[Collected data entries]
────────────────────
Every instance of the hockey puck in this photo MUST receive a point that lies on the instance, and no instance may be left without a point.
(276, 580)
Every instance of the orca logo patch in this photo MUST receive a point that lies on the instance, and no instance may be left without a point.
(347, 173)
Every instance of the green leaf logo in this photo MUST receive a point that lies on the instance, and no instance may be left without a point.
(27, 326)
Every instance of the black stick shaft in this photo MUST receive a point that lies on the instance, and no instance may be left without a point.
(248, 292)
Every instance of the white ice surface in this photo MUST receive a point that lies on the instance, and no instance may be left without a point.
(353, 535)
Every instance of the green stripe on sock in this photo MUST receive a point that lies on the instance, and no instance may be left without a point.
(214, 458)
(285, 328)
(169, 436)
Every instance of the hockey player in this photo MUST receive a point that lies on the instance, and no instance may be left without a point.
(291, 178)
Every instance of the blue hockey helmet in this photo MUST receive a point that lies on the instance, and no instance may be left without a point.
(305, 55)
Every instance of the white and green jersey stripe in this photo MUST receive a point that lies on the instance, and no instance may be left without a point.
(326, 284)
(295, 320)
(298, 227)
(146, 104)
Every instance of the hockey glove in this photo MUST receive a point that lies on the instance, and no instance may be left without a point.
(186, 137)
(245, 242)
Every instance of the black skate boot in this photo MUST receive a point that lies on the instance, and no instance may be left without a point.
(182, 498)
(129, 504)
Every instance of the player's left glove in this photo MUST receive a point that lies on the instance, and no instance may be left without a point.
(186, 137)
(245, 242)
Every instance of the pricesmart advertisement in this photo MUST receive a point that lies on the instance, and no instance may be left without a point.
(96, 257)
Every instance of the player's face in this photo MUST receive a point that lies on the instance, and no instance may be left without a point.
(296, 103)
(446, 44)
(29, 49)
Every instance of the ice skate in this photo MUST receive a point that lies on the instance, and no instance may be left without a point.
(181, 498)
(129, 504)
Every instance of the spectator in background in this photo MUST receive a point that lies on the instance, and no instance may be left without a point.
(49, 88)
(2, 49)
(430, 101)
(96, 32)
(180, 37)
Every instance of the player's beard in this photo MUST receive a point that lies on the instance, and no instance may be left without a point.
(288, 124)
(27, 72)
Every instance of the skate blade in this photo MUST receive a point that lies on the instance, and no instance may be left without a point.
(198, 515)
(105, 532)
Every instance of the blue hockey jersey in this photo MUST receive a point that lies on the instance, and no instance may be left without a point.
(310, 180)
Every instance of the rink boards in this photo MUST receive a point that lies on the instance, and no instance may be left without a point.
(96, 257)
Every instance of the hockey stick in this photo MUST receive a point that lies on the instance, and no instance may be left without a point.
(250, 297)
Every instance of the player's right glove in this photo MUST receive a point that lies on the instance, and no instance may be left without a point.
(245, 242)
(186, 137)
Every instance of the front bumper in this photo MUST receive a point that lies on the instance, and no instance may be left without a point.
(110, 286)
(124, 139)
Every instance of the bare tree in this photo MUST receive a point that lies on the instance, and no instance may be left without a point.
────────────────────
# Short exercise
Give everything from the line containing "Every instance of the player's right" down to the end of the material above as a Markdown table with the columns Row and Line text, one numbered row per line. Leave out any blank lines.

# Finished answer
| Row | Line text |
|---|---|
| 1 | Every instance of the player's right glove in this photo MUST receive a point that lies on the instance, and no instance may be left without a point. |
| 2 | (245, 242) |
| 3 | (186, 137) |
| 4 | Every instance of the front bumper in this photo MUST receive a point that lies on the instance, and no instance may be left without a point. |
| 5 | (110, 286) |
| 6 | (124, 139) |
| 7 | Every instance of the bare tree in this photo MUST receive a point that lies on the instance, and no instance may be left without a point. |